All entries below are to be set down again, identical to the source.

[Stored data entries]
----------------------------------------
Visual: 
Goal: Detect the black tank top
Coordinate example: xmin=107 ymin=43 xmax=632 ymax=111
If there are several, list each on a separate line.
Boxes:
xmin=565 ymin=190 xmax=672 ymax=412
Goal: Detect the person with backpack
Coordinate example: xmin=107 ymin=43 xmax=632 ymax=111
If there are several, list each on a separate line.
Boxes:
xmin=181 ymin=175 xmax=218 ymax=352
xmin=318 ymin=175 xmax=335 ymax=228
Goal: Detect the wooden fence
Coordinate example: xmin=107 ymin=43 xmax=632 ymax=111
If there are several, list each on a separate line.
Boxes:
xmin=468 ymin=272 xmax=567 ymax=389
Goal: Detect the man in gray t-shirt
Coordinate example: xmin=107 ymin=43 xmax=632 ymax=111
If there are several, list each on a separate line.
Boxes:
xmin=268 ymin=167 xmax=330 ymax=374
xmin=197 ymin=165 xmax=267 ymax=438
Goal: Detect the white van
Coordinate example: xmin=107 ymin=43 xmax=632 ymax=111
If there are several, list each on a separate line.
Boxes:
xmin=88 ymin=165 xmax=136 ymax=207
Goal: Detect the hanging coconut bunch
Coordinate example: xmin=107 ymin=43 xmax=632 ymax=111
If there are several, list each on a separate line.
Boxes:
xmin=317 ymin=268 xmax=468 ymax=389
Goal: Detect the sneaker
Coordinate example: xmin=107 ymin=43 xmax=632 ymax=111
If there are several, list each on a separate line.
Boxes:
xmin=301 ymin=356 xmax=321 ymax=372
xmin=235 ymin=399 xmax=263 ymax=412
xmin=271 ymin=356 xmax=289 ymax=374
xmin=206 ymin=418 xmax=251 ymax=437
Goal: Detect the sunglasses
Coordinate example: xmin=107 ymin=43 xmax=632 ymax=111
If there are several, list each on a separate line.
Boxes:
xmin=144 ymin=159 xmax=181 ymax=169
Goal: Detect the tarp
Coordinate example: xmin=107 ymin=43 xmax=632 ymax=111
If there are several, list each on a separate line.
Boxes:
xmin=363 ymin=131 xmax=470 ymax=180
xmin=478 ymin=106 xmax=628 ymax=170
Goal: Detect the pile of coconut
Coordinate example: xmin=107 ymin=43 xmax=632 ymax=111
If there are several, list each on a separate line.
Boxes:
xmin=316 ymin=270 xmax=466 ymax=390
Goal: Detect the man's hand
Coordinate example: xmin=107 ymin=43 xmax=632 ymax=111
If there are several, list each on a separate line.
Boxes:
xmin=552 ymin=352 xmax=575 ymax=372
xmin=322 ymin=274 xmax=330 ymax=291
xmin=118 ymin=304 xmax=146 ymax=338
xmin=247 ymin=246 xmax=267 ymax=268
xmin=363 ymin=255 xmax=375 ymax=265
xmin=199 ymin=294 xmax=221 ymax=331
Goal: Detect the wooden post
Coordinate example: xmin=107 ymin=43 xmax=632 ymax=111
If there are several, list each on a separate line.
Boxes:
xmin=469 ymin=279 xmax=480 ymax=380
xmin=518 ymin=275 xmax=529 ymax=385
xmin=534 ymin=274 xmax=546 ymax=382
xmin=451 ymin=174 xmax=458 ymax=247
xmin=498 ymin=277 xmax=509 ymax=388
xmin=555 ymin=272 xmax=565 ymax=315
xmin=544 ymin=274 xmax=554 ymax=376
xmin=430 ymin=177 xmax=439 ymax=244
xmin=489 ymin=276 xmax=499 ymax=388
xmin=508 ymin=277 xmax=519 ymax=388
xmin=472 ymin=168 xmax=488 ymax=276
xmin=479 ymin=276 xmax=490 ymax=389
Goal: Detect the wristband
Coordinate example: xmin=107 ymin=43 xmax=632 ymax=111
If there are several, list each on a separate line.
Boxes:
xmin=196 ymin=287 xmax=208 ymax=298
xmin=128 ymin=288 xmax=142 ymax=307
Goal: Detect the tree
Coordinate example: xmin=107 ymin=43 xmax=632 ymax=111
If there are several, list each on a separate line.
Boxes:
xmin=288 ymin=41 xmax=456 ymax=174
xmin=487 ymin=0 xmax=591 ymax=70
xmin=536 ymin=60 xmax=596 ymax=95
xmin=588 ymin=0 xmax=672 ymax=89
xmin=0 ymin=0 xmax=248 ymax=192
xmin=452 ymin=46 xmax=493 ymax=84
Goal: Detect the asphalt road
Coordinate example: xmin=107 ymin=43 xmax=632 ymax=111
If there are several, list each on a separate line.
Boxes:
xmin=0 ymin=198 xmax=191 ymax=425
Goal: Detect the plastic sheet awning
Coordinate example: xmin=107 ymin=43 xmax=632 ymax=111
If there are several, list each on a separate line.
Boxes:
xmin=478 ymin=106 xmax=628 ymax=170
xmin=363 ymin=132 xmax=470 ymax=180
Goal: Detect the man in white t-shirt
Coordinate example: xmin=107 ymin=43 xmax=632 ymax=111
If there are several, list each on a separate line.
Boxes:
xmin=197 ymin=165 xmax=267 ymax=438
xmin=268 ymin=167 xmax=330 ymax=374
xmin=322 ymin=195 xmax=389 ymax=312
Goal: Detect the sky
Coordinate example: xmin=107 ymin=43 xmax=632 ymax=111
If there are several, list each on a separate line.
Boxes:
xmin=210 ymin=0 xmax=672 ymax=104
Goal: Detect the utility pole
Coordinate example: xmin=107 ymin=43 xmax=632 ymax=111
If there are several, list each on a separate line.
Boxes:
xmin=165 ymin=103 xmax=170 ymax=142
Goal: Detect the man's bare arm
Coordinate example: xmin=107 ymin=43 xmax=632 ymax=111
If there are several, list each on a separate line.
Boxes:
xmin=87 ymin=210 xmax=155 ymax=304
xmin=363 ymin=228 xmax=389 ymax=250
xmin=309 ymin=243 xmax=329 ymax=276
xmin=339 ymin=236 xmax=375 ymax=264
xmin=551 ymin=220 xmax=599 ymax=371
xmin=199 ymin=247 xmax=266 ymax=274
----------------------------------------
### Task response
Visual: 
Goal: Detect the black tank top
Coordinate example: xmin=107 ymin=43 xmax=632 ymax=111
If there are several, list each on a separate line.
Boxes:
xmin=565 ymin=190 xmax=672 ymax=412
Goal: Detect the person with backpack
Coordinate example: xmin=107 ymin=43 xmax=632 ymax=111
If there are several, list each on a separate line.
Boxes:
xmin=181 ymin=175 xmax=218 ymax=352
xmin=318 ymin=175 xmax=335 ymax=228
Goal: Detect the wooden fence
Coordinate example: xmin=107 ymin=43 xmax=632 ymax=111
If there are several, list each on a separate line.
Boxes:
xmin=468 ymin=272 xmax=567 ymax=389
Goal: Detect the man in gray t-shirt
Coordinate example: xmin=107 ymin=43 xmax=632 ymax=111
If there are several, list each on a separate line.
Boxes:
xmin=268 ymin=167 xmax=330 ymax=374
xmin=197 ymin=165 xmax=267 ymax=438
Goal: Detect the white van
Coordinate example: xmin=107 ymin=43 xmax=632 ymax=111
If there are several, list each on a separate line.
Boxes:
xmin=88 ymin=165 xmax=136 ymax=207
Goal: Detect the hanging coconut bunch
Coordinate example: xmin=107 ymin=43 xmax=632 ymax=111
If there are several, list each on a separate line.
Boxes:
xmin=317 ymin=268 xmax=468 ymax=389
Goal: Detect the sneaker
Coordinate example: xmin=107 ymin=43 xmax=632 ymax=111
If there are several, list each on a separate line.
Boxes:
xmin=301 ymin=356 xmax=321 ymax=372
xmin=235 ymin=399 xmax=263 ymax=412
xmin=271 ymin=356 xmax=289 ymax=374
xmin=206 ymin=418 xmax=251 ymax=437
Goal: Detect the sunglasses
Coordinate example: xmin=107 ymin=43 xmax=632 ymax=111
If there are several, list each on a separate line.
Boxes:
xmin=144 ymin=159 xmax=181 ymax=169
Goal: Detect the tarp
Coordinate example: xmin=107 ymin=43 xmax=632 ymax=111
If there are several, list each on a separate line.
Boxes:
xmin=363 ymin=131 xmax=470 ymax=180
xmin=478 ymin=106 xmax=628 ymax=170
Goal: Detect the pile of coconut
Coordinate example: xmin=107 ymin=43 xmax=632 ymax=111
If there are several, list each on a separate line.
Boxes:
xmin=316 ymin=270 xmax=466 ymax=390
Goal: Detect the man's hand
Coordinate example: xmin=107 ymin=43 xmax=632 ymax=111
If there are several, list each on a separate line.
Boxes:
xmin=552 ymin=352 xmax=575 ymax=372
xmin=322 ymin=274 xmax=330 ymax=291
xmin=118 ymin=304 xmax=146 ymax=338
xmin=247 ymin=246 xmax=267 ymax=268
xmin=363 ymin=255 xmax=375 ymax=265
xmin=199 ymin=294 xmax=221 ymax=331
Goal: Detect the wooden post
Coordinate example: xmin=107 ymin=43 xmax=632 ymax=111
If there are several, list each on a separate line.
Boxes:
xmin=469 ymin=279 xmax=480 ymax=380
xmin=518 ymin=275 xmax=529 ymax=385
xmin=534 ymin=274 xmax=546 ymax=382
xmin=451 ymin=174 xmax=458 ymax=247
xmin=498 ymin=277 xmax=509 ymax=388
xmin=555 ymin=272 xmax=565 ymax=315
xmin=544 ymin=274 xmax=554 ymax=376
xmin=430 ymin=177 xmax=439 ymax=244
xmin=489 ymin=276 xmax=499 ymax=388
xmin=508 ymin=277 xmax=519 ymax=388
xmin=472 ymin=168 xmax=488 ymax=276
xmin=479 ymin=276 xmax=490 ymax=389
Goal: Detect the wristband
Coordinate example: xmin=107 ymin=43 xmax=632 ymax=111
If there are several, list each on a separate line.
Boxes:
xmin=196 ymin=287 xmax=208 ymax=298
xmin=128 ymin=288 xmax=142 ymax=307
Goal: Detect the tree
Coordinate example: xmin=107 ymin=43 xmax=632 ymax=111
If there are several, list each on a separate line.
Boxes:
xmin=288 ymin=41 xmax=456 ymax=174
xmin=487 ymin=0 xmax=591 ymax=70
xmin=536 ymin=60 xmax=596 ymax=95
xmin=588 ymin=0 xmax=672 ymax=89
xmin=0 ymin=0 xmax=248 ymax=192
xmin=452 ymin=46 xmax=493 ymax=84
Goal: Detect the asphalt road
Coordinate example: xmin=107 ymin=43 xmax=632 ymax=111
If there are several, list each on a separate line.
Boxes:
xmin=0 ymin=198 xmax=191 ymax=425
Goal: Detect the plastic sheet awning
Coordinate example: xmin=107 ymin=43 xmax=632 ymax=111
If there are several, list each on a separate line.
Boxes:
xmin=478 ymin=106 xmax=628 ymax=170
xmin=363 ymin=132 xmax=470 ymax=180
Goal: Detect the man in white t-shirt
Coordinate example: xmin=107 ymin=43 xmax=632 ymax=111
If there are several, list each on a separate line.
Boxes:
xmin=197 ymin=165 xmax=267 ymax=438
xmin=268 ymin=167 xmax=330 ymax=374
xmin=322 ymin=195 xmax=389 ymax=312
Goal: Detect the sky
Coordinate example: xmin=107 ymin=43 xmax=632 ymax=111
If there are several, list each on a separate line.
Boxes:
xmin=210 ymin=0 xmax=672 ymax=104
Goal: Detect the utility pole
Coordinate example: xmin=107 ymin=43 xmax=632 ymax=111
If there are several, list each on a separate line.
Boxes:
xmin=165 ymin=103 xmax=170 ymax=142
Goal: Detect the man's bare arm
Coordinate example: xmin=107 ymin=43 xmax=632 ymax=111
If there are several, list each on a separate line.
Boxes:
xmin=87 ymin=210 xmax=155 ymax=304
xmin=363 ymin=228 xmax=389 ymax=250
xmin=309 ymin=243 xmax=329 ymax=276
xmin=339 ymin=236 xmax=375 ymax=264
xmin=551 ymin=220 xmax=599 ymax=371
xmin=199 ymin=247 xmax=266 ymax=274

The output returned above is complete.